Show every line below that contains the word "logo".

* START MATERIAL TO PROCESS *

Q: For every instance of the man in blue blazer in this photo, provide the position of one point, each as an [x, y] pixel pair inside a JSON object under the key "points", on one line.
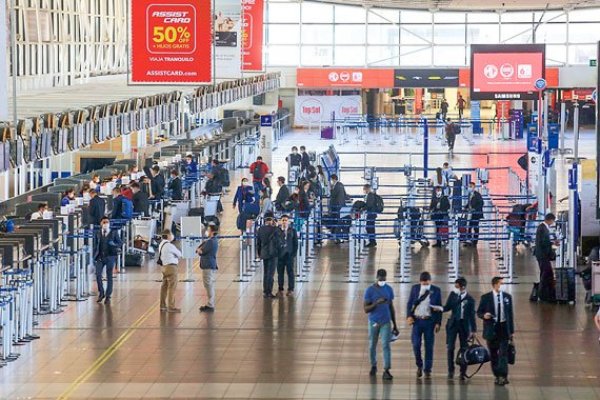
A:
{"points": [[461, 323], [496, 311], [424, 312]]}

* END MATERIAL TO PROCESS *
* START MATERIAL TO PROCESS *

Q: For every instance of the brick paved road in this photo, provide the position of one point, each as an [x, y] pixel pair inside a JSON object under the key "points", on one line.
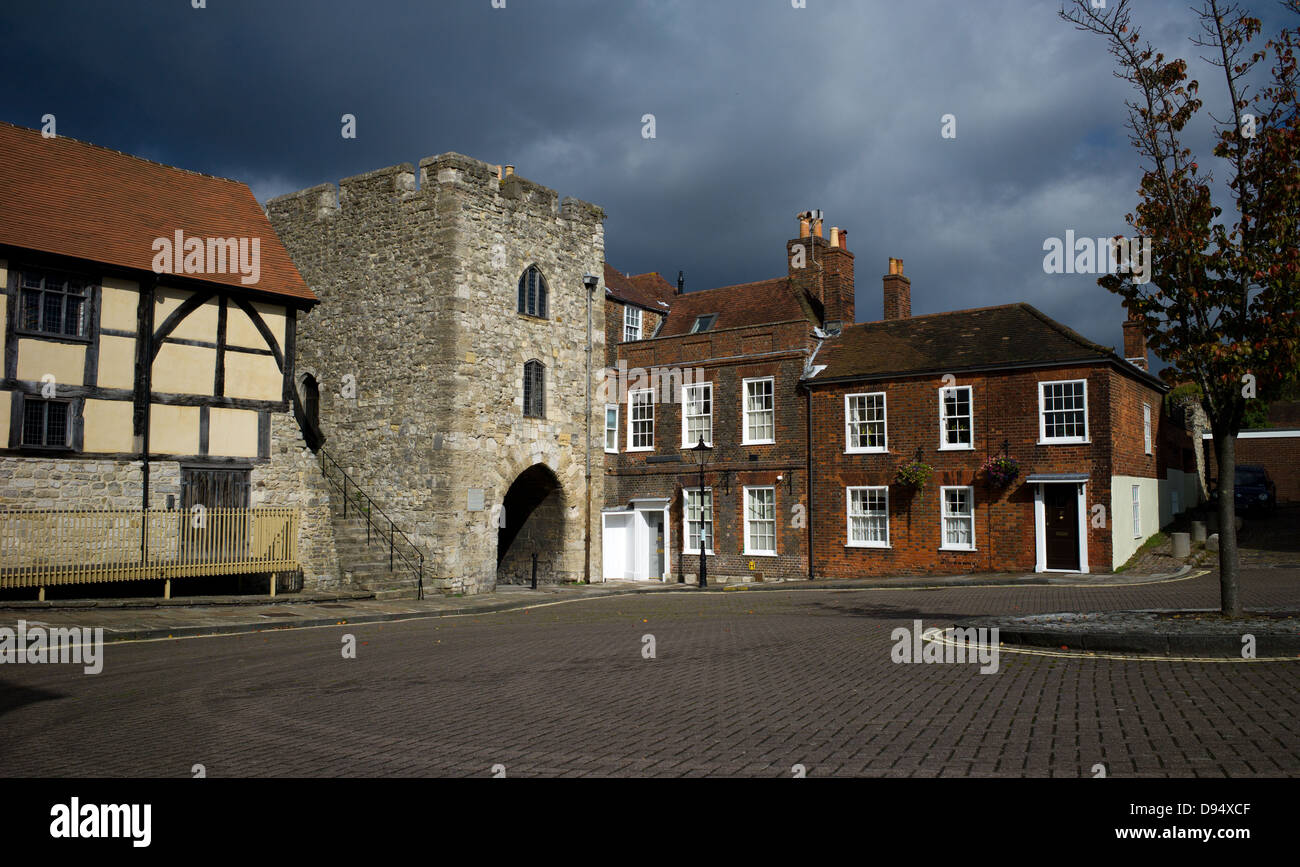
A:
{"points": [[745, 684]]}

* END MATERIAL TO PROCESS *
* START MATERIAL TO PROCESS *

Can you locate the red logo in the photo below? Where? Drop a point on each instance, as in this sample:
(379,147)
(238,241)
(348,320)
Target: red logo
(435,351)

* END MATERIAL TO PROCESS *

__THE RESPONSE__.
Can you locate the red logo in the photo below? Where? Drop a point on each instance, as in this sample:
Target: red logo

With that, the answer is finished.